_Excerpt provided_
Segment Open
Defendants Holt Avenue Housing Partners, LP and Holt Avenue
Development Co., LLC’s Demurrer to the Tenth Cause of Action is OVERRULED.
FACTUAL BACKGROUND
This is an action for uninhabitable conditions in a
residential property. The Complaint alleges as follows.
Plaintiff Kandee Gilbert Lewis (“Plaintiff”) lives in a
residential unit (the “Subject Property”) managed or maintained by Defendants
Holt Avenue Housing Partners, LLC, Holt Avenue Development Co., LLC, and Shield
of Faith Economic Development Corporation (together “Defendants”). (Compl. ¶¶
1-2.) Beginning in February 2020, Plaintiff became aware of toxic mold in the
Subject Property. (Compl. ¶ 7.) Since then, Plaintiff has repeatedly informed Defendants
of the uninhabitable conditions in the Subject Property. (Compl. ¶ 8.)
Defendants not only failed to remedy the issues, but actively worked to conceal
the existence of the dangerous conditions. (Compl. ¶ 9.) As a result, Plaintiff
has suffered numerous health conditions. (Compl. ¶¶ 12(a-i).)
PROCEDURAL
HISTORY
On January 26, 2022, Plaintiff filed the Complaint asserting
ten causes of action:
1.
Breach of Warranty of Habitability
(Civil Code § 1941.1);
2.
Segment Closed
Point-per-instance localization data:
Segment Open
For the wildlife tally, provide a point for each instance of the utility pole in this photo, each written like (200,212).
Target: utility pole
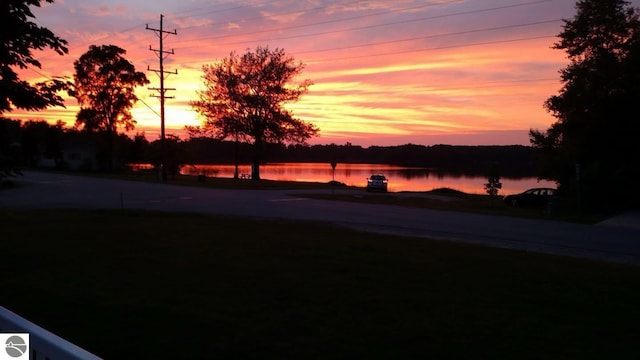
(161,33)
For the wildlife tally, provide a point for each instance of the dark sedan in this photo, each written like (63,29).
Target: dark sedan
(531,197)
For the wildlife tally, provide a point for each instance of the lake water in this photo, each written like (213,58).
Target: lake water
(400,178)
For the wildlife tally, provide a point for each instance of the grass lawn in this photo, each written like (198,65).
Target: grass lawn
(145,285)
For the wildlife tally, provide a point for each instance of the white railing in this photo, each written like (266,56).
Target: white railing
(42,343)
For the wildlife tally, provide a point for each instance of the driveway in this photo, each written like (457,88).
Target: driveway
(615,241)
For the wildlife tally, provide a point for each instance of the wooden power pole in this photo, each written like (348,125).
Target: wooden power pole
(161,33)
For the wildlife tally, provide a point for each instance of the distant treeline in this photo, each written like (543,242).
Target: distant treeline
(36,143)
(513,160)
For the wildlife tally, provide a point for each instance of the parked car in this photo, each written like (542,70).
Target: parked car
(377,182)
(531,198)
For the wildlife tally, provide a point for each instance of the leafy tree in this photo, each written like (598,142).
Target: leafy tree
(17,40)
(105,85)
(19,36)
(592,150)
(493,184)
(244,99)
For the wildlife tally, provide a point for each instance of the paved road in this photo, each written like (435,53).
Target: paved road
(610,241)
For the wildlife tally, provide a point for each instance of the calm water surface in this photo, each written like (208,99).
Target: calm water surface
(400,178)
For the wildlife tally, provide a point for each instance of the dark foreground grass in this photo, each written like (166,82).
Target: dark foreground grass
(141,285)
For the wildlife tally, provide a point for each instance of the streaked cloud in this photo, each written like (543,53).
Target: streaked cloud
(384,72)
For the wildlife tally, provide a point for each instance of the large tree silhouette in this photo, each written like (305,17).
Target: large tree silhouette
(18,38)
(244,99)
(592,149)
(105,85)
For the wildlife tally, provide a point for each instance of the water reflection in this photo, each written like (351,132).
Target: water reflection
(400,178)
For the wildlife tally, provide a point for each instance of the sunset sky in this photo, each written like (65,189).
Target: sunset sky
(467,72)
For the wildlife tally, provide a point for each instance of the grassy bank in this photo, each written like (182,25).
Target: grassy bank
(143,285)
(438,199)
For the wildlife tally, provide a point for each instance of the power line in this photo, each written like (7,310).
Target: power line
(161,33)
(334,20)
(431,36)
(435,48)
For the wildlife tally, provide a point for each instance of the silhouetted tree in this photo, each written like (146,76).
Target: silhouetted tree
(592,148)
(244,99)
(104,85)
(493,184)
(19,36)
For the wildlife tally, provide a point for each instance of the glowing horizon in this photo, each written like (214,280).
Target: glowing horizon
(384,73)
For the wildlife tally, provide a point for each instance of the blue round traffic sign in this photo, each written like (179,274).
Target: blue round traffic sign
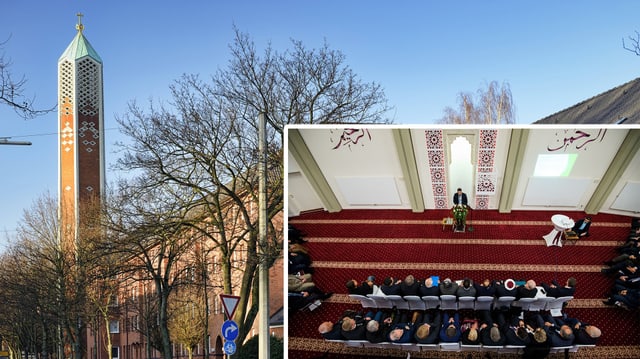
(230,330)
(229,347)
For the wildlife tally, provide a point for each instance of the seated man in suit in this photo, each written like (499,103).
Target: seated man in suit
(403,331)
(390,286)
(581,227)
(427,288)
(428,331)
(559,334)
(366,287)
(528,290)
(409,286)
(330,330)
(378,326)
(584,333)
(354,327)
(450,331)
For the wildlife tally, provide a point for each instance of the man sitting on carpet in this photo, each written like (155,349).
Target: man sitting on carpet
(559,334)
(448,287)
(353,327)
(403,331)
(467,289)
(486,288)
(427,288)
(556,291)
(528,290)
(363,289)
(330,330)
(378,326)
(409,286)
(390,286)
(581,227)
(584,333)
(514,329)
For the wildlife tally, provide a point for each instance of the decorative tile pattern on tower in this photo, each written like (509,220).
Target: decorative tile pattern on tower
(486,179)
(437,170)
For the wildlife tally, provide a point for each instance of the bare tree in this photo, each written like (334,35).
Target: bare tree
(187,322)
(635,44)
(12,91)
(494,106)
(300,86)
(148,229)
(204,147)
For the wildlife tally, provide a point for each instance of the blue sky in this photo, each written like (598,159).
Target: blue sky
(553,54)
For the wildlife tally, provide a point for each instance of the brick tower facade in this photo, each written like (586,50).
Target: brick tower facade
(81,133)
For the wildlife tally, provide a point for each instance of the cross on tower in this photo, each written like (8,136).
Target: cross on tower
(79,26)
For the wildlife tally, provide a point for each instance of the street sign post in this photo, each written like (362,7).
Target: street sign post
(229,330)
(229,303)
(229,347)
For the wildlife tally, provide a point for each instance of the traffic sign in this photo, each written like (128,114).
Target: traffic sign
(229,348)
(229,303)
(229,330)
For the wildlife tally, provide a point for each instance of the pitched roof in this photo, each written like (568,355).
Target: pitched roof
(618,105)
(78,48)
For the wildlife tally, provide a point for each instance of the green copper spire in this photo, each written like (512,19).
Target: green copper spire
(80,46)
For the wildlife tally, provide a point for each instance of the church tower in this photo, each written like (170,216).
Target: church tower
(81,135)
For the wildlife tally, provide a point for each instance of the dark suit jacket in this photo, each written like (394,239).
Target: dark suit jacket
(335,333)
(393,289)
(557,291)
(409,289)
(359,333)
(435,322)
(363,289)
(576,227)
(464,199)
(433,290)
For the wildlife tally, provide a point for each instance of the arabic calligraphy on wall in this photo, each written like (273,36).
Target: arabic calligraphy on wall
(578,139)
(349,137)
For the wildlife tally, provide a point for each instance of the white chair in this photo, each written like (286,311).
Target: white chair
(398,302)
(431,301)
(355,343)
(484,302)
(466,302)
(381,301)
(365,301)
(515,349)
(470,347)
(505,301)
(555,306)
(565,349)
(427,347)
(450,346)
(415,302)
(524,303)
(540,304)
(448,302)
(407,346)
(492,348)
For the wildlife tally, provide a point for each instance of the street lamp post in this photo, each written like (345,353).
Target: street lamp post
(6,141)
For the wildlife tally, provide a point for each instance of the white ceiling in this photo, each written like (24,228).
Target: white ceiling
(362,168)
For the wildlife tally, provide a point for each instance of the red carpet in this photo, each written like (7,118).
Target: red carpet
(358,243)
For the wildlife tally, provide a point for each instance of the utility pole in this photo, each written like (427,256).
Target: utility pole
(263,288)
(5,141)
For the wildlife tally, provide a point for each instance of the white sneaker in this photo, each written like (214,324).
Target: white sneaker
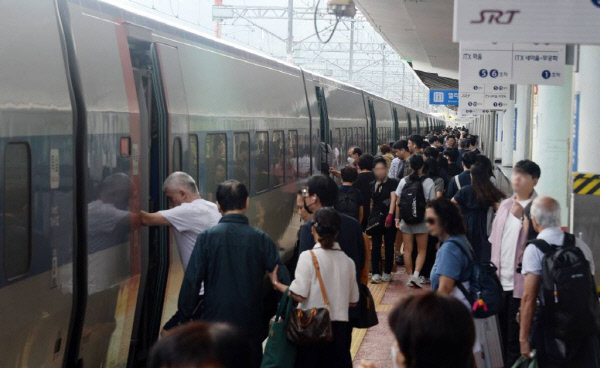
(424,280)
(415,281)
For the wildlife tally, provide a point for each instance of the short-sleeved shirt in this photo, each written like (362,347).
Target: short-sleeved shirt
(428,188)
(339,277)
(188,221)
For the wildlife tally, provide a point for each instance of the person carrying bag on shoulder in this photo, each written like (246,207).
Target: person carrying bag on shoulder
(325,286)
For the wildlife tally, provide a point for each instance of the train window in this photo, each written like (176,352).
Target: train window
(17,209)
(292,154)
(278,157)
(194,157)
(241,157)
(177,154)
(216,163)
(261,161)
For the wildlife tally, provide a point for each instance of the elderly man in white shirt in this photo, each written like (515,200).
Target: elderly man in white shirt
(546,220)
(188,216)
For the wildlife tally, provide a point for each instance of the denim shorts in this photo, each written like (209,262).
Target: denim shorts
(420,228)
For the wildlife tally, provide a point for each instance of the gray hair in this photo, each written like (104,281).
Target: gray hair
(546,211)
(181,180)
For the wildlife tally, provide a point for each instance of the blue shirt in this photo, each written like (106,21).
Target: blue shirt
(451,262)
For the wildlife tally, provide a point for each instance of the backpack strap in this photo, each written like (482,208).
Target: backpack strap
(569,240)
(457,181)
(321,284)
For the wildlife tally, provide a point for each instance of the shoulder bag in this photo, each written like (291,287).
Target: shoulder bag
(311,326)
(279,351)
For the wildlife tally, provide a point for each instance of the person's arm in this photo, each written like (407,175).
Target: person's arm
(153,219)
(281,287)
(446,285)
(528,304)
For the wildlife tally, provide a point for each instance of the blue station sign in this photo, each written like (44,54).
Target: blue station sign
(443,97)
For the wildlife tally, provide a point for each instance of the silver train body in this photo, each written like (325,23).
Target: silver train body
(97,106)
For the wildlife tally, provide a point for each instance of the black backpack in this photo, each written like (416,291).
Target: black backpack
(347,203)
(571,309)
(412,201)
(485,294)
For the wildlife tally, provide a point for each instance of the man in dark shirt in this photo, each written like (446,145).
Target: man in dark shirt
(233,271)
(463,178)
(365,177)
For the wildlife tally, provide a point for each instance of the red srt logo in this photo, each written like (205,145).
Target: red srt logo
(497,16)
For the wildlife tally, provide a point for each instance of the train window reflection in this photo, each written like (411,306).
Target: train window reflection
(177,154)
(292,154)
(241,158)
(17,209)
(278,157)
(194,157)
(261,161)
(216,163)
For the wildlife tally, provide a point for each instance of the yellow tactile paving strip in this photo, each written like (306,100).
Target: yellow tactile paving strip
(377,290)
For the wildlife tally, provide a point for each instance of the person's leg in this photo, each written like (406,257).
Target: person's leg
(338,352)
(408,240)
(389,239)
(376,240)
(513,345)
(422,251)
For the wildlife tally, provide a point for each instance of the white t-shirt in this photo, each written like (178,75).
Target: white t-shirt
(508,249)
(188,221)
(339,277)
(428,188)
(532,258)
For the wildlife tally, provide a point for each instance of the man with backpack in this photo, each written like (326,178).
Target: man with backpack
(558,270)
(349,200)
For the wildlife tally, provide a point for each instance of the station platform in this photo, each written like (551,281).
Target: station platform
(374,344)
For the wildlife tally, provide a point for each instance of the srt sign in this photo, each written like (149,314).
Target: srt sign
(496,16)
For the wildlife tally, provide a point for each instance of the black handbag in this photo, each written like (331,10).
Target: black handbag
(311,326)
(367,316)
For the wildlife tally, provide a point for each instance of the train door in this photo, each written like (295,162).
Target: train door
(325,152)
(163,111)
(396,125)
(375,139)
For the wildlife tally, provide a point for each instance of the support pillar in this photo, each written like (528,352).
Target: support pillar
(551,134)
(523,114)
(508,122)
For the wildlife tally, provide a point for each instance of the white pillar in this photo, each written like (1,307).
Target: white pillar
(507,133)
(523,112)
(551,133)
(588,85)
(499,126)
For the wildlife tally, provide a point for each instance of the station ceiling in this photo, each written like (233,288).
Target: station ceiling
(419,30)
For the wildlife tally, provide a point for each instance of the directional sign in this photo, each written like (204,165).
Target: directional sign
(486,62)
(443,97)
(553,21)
Segment Closed
Segment Open
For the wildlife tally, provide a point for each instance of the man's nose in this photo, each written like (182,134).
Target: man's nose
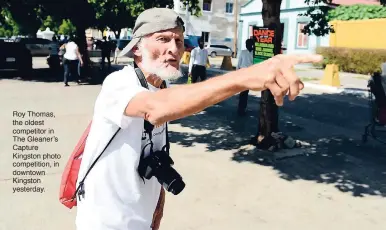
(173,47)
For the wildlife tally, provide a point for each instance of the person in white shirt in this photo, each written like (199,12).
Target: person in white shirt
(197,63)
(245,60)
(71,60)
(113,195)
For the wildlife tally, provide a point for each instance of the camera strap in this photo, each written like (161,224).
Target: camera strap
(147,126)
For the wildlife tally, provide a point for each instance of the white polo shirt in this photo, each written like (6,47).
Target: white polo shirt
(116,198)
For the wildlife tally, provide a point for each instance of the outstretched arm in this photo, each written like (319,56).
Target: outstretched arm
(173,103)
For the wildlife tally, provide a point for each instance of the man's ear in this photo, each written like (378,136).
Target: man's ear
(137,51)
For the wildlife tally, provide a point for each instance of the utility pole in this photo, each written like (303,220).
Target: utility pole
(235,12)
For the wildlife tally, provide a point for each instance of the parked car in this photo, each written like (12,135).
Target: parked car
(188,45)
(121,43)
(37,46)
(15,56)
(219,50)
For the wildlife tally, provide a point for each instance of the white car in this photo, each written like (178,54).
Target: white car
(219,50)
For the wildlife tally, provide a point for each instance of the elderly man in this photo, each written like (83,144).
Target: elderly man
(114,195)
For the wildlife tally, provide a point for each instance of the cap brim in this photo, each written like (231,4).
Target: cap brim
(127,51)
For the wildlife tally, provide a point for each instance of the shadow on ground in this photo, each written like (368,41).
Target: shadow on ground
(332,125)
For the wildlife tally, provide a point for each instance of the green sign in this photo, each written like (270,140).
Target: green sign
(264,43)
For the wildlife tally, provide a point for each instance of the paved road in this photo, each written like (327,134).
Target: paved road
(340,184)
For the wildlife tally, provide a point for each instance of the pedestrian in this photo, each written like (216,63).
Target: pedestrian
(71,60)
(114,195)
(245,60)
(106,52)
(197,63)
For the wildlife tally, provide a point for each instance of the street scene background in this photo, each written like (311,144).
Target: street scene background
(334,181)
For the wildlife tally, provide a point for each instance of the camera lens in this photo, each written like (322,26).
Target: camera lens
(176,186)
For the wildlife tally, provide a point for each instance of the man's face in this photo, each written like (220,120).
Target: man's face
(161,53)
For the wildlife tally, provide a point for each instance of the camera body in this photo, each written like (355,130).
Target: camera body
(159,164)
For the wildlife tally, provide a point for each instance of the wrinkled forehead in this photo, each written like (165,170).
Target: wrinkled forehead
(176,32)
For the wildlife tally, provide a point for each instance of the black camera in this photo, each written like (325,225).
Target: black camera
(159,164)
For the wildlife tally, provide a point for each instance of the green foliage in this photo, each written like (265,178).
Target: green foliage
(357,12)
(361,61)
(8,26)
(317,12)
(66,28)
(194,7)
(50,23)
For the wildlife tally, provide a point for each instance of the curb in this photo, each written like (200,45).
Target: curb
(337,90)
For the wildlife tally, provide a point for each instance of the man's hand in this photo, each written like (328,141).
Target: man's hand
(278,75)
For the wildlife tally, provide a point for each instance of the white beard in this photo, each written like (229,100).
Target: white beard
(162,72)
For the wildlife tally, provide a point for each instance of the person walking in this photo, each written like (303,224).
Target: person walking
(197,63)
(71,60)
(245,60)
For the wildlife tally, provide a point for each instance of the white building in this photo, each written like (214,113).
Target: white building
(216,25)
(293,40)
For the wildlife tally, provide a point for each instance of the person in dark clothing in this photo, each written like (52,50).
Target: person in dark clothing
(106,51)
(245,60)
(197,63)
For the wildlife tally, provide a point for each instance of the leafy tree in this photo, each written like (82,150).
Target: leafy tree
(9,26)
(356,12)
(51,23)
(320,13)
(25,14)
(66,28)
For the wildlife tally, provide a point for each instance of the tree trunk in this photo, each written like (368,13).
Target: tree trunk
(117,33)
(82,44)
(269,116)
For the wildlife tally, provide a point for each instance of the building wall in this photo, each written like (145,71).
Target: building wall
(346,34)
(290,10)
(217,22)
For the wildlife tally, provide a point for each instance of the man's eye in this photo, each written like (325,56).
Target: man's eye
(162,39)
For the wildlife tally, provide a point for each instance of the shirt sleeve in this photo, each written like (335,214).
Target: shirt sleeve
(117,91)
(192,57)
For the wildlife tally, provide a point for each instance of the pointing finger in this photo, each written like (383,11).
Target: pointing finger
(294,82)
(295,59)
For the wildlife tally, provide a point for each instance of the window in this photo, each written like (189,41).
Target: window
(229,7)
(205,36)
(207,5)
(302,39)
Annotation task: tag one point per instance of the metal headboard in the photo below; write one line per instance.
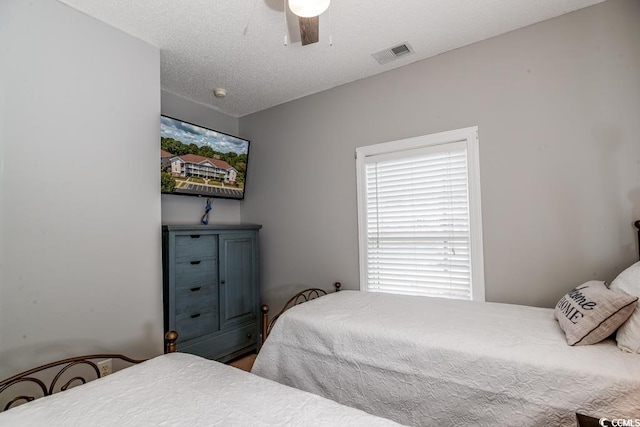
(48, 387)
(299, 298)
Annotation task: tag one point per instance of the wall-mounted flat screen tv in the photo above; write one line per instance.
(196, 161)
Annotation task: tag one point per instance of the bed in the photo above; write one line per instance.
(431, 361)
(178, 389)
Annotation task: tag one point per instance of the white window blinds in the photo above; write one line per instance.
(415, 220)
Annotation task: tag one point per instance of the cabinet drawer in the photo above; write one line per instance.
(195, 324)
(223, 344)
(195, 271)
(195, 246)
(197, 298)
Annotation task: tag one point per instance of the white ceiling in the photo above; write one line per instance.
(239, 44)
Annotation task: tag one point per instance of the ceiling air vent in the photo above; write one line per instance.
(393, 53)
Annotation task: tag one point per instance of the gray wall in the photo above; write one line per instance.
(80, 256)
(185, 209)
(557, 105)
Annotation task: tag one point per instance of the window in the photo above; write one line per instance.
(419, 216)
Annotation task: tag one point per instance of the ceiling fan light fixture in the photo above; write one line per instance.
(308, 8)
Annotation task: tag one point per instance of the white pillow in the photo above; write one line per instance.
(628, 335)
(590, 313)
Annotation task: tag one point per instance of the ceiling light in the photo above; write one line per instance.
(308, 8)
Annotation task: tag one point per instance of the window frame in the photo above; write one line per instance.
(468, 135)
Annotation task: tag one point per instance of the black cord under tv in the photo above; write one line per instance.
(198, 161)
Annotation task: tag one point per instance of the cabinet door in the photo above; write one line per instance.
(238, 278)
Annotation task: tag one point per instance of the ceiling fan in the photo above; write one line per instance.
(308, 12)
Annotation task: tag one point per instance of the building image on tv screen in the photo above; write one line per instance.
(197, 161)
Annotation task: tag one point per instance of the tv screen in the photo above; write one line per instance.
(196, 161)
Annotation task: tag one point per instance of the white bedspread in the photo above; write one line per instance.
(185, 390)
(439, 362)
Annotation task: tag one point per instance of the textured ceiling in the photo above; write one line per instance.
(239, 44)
Segment Closed
Segment Open
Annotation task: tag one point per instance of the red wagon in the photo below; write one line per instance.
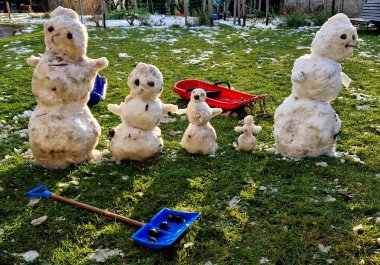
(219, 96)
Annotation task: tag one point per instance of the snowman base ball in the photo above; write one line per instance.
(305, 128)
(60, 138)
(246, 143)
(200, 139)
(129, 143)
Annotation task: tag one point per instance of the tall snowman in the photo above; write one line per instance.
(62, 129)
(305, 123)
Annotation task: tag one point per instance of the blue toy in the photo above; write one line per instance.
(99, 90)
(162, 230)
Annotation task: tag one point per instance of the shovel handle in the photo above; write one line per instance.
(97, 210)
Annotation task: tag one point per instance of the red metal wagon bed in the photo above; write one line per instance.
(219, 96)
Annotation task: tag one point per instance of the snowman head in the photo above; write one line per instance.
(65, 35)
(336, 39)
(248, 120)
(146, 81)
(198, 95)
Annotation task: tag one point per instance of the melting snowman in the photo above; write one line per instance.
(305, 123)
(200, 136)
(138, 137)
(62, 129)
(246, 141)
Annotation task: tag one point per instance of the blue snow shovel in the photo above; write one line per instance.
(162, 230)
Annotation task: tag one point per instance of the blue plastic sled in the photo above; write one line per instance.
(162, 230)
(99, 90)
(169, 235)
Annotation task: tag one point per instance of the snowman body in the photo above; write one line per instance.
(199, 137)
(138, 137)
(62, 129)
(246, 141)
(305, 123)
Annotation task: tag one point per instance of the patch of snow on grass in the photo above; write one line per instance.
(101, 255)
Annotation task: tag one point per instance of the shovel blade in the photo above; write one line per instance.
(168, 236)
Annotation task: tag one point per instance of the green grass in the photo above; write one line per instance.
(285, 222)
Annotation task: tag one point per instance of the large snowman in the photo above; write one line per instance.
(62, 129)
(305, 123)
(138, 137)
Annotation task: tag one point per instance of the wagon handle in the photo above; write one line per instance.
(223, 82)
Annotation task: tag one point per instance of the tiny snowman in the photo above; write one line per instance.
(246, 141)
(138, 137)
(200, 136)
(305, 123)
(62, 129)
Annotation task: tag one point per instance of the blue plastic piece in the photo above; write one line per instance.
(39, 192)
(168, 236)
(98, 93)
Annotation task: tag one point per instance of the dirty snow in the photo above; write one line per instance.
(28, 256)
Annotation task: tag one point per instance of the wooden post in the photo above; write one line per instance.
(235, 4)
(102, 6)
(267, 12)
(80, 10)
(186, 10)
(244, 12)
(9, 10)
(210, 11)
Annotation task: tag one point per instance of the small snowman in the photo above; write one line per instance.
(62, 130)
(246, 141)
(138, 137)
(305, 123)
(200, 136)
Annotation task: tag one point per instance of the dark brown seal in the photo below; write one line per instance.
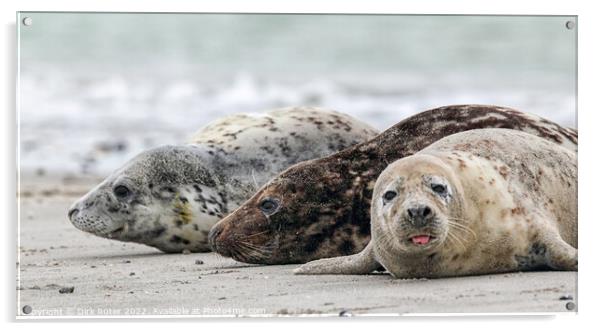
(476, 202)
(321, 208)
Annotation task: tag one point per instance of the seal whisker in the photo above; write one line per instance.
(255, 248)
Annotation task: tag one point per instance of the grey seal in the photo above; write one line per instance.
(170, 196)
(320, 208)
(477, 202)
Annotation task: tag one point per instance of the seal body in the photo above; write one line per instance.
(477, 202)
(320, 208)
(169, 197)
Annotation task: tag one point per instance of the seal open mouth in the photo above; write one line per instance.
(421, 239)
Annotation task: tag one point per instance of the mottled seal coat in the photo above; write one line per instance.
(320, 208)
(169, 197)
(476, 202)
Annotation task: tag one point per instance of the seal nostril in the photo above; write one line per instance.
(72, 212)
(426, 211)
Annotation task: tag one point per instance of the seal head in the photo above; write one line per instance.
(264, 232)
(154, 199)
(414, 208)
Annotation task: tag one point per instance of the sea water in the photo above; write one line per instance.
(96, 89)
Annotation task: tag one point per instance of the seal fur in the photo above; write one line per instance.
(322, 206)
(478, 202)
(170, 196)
Segment Closed
_Work order 1_
According to the court ruling, when did the plaintiff first become aware of toxic mold in the property?
_Work order 2_
Repeat the court ruling word for word, from "Plaintiff Kandee Gilbert" to "(Compl. ¶ 8.)".

_Answer 1_
In February 2020.

_Answer 2_
Plaintiff Kandee Gilbert Lewis (“Plaintiff”) lives in a
residential unit (the “Subject Property”) managed or maintained by Defendants
Holt Avenue Housing Partners, LLC, Holt Avenue Development Co., LLC, and Shield
of Faith Economic Development Corporation (together “Defendants”). (Compl. ¶¶
1-2.) Beginning in February 2020, Plaintiff became aware of toxic mold in the
Subject Property. (Compl. ¶ 7.) Since then, Plaintiff has repeatedly informed Defendants
of the uninhabitable conditions in the Subject Property. (Compl. ¶ 8.)